## Text to read

☆ ☆ ☆

In branching to step 108 from step 120, the touch data for the next touch event (the hold event) detected as step 120 is stored in RAM 34, and the routine then passes again to step 110.

In returning to step 110 from steps 120 and 108, the initial touch and hold events will have occurred within the predetermined maximum TIMEOUT value for TIME, thereby enabling CPU 30 to determine that the touch-hold-release touch command has been initiated. Accordingly, the routine will then pass to step 112.

At step 112, CPU 30 operates to generate the appropriate control signals for positioning the motor actuated vehicle accessory in response to the initiated touch command, and communicates these signals to the motor actuated vehicle accessory via I/O circuitry 28. It will be understood that information defining each touch command will be stored in ROM 32 along with the corresponding predetermined control operations for appropriately positioning the motor actuated vehicle accessory in accordance with touch events associated with the touch command.

After communicating the necessary control signals via I/O circuitry 28 and electrical coupling 24 to effectuate the predetermined control operations for position the motor actuated vehicle accessory, the routine proceeds from step 112 to step 114. Exemplary touch commands and associated positioning operations for different types of motor actuated vehicle accessories will be provided in the subsequent discussion associated with FIGS. 5-7.

At step 114, a decision is made as to whether the touch command that was determined to have been initiated at step 110 has ended. If the touch command is determined to have ended, the routine branches to step 102 to begin checking for a new touch event associated with a new touch command. However, if at step 114, it is determined that the touch command initiated at step 110 has not ended, the routine passes to step 116.

For the touch-hold-release touch command presently under consideration, this touch command ends when the touch being held is finally released, i.e., the finger of the vehicle occupant 16 is removed from the touch receptive field 12 where it has been held at location P. If the release event has been detected and associated touch data has been stored in event memory, it will be determined at step 114 that the touch command has ended and the routine will branch to step 102. If the release event has not been detected with the associated event data stored in memory, the routine determines that the touch command has not yet ended at step 114, and the routine continues on to step 116.

☆ ☆ ☆

## Record set

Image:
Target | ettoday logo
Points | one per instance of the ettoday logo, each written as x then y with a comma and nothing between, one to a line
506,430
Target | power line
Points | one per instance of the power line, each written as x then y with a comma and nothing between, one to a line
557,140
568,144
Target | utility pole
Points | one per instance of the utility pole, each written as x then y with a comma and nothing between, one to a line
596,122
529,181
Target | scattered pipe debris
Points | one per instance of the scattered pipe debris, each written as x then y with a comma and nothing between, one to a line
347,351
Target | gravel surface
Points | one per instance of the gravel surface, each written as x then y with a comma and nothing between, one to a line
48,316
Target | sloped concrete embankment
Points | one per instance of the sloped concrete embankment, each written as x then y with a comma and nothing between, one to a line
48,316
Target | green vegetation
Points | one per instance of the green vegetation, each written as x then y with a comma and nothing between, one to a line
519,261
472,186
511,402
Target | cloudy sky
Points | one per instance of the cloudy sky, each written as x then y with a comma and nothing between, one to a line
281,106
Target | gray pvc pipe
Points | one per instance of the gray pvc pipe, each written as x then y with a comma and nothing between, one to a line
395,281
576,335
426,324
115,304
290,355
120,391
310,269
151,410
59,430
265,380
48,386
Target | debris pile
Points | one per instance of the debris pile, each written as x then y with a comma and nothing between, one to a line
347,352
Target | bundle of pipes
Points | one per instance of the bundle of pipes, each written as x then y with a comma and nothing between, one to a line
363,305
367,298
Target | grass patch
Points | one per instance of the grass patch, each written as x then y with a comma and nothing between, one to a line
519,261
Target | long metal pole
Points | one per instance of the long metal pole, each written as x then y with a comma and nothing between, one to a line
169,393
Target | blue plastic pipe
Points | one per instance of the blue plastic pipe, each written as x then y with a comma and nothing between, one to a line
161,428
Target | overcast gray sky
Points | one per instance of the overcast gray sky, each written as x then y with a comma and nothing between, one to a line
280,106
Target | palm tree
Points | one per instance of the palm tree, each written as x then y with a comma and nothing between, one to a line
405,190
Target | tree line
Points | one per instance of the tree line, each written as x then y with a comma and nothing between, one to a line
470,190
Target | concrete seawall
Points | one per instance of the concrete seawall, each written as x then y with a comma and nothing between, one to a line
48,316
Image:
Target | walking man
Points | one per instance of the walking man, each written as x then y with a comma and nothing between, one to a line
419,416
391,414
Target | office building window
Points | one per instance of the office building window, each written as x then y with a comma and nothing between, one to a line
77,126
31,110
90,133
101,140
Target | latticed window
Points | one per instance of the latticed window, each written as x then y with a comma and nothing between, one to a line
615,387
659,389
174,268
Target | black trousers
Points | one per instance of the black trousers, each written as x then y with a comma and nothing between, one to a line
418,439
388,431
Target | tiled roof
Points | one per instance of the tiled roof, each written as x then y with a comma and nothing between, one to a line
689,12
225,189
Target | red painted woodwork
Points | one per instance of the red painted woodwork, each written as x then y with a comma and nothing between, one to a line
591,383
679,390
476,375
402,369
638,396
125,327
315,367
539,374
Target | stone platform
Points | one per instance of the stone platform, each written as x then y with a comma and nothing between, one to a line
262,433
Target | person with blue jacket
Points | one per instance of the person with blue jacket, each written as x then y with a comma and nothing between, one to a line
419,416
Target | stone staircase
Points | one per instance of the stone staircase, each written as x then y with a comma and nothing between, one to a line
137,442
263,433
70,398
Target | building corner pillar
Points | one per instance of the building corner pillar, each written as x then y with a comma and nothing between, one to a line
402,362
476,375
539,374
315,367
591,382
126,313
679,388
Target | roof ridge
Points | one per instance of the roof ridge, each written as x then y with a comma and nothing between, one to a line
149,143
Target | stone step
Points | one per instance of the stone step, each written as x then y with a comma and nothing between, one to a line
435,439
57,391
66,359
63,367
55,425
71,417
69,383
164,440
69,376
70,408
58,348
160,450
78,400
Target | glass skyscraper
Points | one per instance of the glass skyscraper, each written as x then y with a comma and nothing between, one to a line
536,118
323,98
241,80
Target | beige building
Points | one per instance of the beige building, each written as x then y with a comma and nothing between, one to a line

☆ ☆ ☆

In the passage on touch commands, where is the information defining each touch command stored?

## Solution for this task
In ROM 32, along with the corresponding predetermined control operations for positioning the motor actuated vehicle accessory.